***** Passage provided

[Gambas-user] if-else vs try who are best faster in machine time?

Tobias Boege taboege at ...626...
Tue Nov 5 19:21:50 CET 2013


On Mon, 04 Nov 2013, Sebastian Kulesz wrote:
> On Mon, Nov 4, 2013 at 6:43 PM, Jussi Lahtinen <jussi.lahtinen at ...626...>wrote:
> 
> > Why not simply write benchmark?
> >
> 
> A benchmark wouldn't be accurate, as it will be IO bound, and being an old
> machine, better reduce disk IO than CPU usage (I'm guessing it uses IDE
> drives; which have low access time too). Besides, first option can fail if
> you don't have write access to the file, thus needing a third access to
> check for permission to delete.
> 

Yeah, may I throw in some related thought?

I know you asked for the most efficient way to do it but your program should
also be safe from race conditions, right? When you do

' Check for existance
If Exist(sPath) Then Kill sPath

or even

' Check for existance and write access using short-circuit
If Exist(sPath) And If Stat(sPath).Auth Like "?w*" Then Kill sPath

there is the risk (race condition) that sPath gets unlinked just at the
point Gambas is passing the "Then" keyword. So the program might think that
it is safe to remove the file without error check but the file just doesn't
exist anymore when the program is ready to delete it.

**********
***** Record excerpts

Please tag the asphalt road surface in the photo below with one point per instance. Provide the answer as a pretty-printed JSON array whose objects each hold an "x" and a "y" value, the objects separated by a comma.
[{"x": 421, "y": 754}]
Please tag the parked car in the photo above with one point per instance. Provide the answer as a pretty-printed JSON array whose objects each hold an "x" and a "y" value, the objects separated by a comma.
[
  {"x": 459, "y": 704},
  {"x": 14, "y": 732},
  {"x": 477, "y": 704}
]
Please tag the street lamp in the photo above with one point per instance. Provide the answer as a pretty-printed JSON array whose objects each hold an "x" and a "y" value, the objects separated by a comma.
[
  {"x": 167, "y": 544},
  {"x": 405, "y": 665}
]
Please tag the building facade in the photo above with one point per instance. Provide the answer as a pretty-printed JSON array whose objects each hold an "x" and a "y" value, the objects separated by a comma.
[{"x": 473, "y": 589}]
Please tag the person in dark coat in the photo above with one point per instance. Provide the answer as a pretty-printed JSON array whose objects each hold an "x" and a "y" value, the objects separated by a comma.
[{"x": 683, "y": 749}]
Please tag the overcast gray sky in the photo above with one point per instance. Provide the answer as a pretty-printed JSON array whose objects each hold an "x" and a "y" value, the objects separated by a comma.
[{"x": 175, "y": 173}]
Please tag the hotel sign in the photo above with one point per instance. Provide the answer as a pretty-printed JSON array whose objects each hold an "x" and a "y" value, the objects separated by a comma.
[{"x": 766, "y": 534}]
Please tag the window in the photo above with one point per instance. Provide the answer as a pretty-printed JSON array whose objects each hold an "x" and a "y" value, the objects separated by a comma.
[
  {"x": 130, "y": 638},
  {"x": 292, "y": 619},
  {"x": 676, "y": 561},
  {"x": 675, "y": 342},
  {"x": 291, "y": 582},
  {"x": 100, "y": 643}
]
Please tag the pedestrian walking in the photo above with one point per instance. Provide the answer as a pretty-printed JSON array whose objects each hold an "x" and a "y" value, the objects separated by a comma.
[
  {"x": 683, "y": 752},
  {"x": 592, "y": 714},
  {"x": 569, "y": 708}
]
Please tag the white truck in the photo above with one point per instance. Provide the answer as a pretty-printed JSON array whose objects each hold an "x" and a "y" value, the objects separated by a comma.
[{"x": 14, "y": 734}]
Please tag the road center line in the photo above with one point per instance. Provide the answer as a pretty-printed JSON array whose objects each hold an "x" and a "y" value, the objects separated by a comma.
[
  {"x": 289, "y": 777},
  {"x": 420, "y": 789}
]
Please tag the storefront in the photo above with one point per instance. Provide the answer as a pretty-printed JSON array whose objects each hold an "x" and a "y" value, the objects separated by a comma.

**********

List of tasks:
**1.** Name every person who appears by name in the Gambas mailing-list post on if-else versus try.
**2.** Continue the Gambas mailing-list post on if-else versus try, starting after its final sentence.

Results of the exercise:
**1.** Tobias Boege, Sebastian Kulesz, Jussi Lahtinen

**2.**
If you don't have a CATCH block in/above your function (or a Static Public
Application_Error()), the interpreter will notice the error from the kernel
and abort your program! Try Kill is always the safe way because you get an
atomic error check here.

Let's also consider what most probably happens at least under Linux when you
have Try Kill sPath in Gambas (note that I didn't consult the real sources
here, just guessing how it would be done): the interpreter will call the
unlink() syscall which deletes the file or delivers an error. The error is
propagated but suppressed by Try.

With Exist(sPath) Then Kill sPath, the interpreter likely executes something
like access() which can equivalently well fail or succeed. If it succeeds
you still have to do the same unlink() operation.

So, the best case you can get is that Exist() is false. Then the running
time is roughly access() vs. unlink(). In all other cases, the Try Kill
approach seems to be faster and safer, too.

You have to decide now: Do you expect sPath non-existing most of the time?
Do you want to ignore race conditions in favour of performance? Then use the
If Exist(...) Then Kill ... method.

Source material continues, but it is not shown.